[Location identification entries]
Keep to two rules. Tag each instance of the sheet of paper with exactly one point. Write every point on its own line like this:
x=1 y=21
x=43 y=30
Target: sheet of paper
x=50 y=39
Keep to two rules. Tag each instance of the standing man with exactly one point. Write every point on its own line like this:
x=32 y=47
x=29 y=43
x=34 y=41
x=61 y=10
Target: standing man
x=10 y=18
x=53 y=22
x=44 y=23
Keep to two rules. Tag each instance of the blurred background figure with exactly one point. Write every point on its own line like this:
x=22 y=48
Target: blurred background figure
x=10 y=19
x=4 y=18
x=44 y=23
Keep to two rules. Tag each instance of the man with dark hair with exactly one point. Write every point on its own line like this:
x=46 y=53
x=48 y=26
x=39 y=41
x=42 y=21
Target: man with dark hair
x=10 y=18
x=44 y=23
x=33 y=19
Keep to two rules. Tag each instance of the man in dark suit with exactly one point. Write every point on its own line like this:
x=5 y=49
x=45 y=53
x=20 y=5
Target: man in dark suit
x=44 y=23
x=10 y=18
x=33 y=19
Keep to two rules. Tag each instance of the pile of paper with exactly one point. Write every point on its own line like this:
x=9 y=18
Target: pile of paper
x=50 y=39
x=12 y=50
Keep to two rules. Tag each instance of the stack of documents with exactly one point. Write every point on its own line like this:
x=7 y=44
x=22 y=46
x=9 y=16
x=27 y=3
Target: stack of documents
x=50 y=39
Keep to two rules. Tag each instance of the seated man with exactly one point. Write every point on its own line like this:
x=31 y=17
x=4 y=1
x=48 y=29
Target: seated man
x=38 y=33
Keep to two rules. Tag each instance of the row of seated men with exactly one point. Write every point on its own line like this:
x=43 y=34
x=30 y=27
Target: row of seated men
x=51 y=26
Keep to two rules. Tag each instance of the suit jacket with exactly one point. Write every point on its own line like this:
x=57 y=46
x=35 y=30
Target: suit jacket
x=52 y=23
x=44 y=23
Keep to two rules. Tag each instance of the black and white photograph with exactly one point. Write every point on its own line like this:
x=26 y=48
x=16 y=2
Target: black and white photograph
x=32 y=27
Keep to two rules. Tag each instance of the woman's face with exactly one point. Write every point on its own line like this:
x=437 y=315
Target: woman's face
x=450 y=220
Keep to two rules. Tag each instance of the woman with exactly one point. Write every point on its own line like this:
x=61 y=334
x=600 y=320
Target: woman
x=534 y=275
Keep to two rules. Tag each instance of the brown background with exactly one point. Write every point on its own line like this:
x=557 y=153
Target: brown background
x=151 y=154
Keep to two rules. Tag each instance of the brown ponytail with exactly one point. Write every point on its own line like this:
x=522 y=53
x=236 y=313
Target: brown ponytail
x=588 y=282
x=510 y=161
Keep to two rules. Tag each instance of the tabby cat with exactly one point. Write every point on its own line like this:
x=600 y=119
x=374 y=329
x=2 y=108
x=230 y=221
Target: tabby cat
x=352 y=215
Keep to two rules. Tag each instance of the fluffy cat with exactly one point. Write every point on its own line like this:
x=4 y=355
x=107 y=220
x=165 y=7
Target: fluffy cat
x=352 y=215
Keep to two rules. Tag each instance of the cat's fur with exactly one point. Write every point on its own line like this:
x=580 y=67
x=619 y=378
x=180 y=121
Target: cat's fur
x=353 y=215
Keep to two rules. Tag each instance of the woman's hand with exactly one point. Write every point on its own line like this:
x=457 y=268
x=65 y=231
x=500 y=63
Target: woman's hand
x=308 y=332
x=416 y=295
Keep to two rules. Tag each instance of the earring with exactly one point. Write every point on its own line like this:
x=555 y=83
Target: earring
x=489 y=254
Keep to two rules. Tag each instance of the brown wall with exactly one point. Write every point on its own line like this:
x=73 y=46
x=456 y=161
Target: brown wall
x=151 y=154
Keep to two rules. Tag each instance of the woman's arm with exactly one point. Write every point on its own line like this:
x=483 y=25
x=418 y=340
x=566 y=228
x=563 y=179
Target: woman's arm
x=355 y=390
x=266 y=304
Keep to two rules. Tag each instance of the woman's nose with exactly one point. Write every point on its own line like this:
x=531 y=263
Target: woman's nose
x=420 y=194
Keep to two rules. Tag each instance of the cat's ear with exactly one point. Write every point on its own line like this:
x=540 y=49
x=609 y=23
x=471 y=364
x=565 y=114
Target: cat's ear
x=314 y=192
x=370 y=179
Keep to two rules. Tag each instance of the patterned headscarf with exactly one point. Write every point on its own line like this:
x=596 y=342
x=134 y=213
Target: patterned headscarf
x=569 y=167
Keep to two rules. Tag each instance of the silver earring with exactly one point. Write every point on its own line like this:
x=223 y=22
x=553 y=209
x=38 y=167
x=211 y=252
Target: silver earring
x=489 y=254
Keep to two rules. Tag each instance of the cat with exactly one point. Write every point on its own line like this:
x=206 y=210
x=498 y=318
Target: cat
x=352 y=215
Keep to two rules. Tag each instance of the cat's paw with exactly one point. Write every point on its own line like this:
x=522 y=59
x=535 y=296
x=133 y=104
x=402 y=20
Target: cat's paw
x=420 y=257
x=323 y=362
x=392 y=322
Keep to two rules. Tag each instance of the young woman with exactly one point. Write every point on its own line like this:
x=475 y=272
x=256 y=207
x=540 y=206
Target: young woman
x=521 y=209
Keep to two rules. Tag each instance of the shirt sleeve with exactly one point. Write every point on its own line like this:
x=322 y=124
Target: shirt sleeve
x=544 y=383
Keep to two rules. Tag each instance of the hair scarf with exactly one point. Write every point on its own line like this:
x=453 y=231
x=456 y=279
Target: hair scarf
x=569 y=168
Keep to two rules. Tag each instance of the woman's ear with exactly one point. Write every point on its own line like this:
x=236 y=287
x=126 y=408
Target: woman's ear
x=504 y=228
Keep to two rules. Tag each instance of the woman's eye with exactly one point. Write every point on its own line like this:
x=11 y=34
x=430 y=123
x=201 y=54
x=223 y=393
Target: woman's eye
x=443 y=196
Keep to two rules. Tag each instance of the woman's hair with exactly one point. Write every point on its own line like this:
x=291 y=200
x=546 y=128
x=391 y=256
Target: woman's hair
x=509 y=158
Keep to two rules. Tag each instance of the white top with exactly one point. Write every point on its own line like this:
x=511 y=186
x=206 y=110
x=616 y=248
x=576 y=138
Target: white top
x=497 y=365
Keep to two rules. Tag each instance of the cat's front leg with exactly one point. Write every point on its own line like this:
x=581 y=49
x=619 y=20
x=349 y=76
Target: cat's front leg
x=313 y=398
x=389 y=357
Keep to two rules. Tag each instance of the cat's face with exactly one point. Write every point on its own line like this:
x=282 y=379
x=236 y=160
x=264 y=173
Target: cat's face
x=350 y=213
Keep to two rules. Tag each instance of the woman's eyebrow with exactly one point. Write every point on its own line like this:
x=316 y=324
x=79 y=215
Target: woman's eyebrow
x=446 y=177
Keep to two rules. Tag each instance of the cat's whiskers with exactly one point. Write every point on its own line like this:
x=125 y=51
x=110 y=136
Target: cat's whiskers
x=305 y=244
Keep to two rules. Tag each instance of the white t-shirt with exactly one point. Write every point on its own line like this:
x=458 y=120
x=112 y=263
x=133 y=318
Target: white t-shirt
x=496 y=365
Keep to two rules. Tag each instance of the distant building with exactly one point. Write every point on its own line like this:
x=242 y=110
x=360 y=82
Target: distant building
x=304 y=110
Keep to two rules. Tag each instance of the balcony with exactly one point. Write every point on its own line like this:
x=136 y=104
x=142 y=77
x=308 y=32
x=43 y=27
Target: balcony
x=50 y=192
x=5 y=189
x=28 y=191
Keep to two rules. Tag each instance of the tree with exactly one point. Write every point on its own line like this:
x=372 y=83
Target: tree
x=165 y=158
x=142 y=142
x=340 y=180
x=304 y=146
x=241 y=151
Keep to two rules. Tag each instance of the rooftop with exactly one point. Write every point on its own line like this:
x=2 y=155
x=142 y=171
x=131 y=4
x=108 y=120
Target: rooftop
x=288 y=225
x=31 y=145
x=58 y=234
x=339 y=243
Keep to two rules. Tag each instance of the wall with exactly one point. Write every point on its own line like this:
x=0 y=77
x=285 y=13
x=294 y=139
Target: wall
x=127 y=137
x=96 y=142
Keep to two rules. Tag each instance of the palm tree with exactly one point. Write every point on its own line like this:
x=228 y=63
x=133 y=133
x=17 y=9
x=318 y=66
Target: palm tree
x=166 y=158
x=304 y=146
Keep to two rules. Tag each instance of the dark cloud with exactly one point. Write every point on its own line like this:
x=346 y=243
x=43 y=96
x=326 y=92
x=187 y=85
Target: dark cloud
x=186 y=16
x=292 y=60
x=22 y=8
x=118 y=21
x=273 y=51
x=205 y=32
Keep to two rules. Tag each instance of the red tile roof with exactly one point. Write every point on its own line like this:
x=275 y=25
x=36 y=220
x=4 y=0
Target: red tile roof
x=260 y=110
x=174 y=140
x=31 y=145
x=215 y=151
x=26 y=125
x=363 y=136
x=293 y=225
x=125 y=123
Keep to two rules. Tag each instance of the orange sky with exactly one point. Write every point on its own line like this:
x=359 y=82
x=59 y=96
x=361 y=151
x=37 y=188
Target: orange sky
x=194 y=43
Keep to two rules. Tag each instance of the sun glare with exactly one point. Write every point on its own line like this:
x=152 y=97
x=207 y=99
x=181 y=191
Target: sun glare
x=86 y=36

[EXERCISE AIM] Restate word for word the lines from the one holding "Keep to two rules. Tag each instance of the distant" to the end of the listing, both ends included, and nothing more.

[SOLUTION TO THE PROBLEM]
Keep to two rules. Tag each instance of the distant building with exactly one point. Write every point on its own line like this:
x=242 y=110
x=360 y=82
Target: distant building
x=304 y=110
Keep to two rules. Tag each instance of the balcony with exactly one point. Write every point on its own line like this:
x=136 y=104
x=142 y=77
x=308 y=32
x=43 y=27
Target: balcony
x=50 y=192
x=5 y=189
x=28 y=191
Keep to two rules. Tag each instance of the tree with exactly one point. Write every point on its own line like this:
x=372 y=83
Target: tree
x=165 y=158
x=142 y=142
x=340 y=180
x=304 y=146
x=241 y=151
Keep to two rules. Tag each instance of the rooftop with exactly one point. Write every point on its own line like this:
x=2 y=155
x=142 y=171
x=131 y=4
x=108 y=120
Target: rooftop
x=288 y=225
x=31 y=145
x=58 y=234
x=339 y=243
Keep to two rules. Tag each instance of the wall with exactly one point. Write every point on its own line like this:
x=0 y=77
x=285 y=13
x=294 y=139
Target: wall
x=127 y=137
x=96 y=142
Keep to two rules. Tag each instance of the palm tree with exactly one point. Write every point on its own line like this:
x=228 y=63
x=133 y=133
x=17 y=9
x=318 y=66
Target: palm tree
x=166 y=158
x=304 y=146
Keep to two rules. Tag each instance of the dark cloud with exactly one point. Write every point on its own line like this:
x=346 y=243
x=43 y=96
x=326 y=92
x=187 y=85
Target: dark cloud
x=186 y=16
x=292 y=60
x=22 y=8
x=118 y=21
x=273 y=51
x=205 y=32
Keep to two rules. Tag each instance of the red tile roof with exactly one point. Write every point on its own line like this:
x=275 y=25
x=36 y=220
x=4 y=0
Target: red tile roof
x=260 y=110
x=174 y=140
x=31 y=145
x=215 y=151
x=26 y=125
x=363 y=136
x=293 y=225
x=125 y=123
Keep to two rules. Tag each instance of the orange sky with exactly one point. Write every point on its own line like this:
x=359 y=82
x=59 y=96
x=361 y=151
x=37 y=188
Target: orange sky
x=194 y=43
Keep to two rules. Tag each instance of the sun glare with exactly one point. Write every point on its own line like this:
x=152 y=97
x=207 y=99
x=181 y=191
Target: sun glare
x=86 y=36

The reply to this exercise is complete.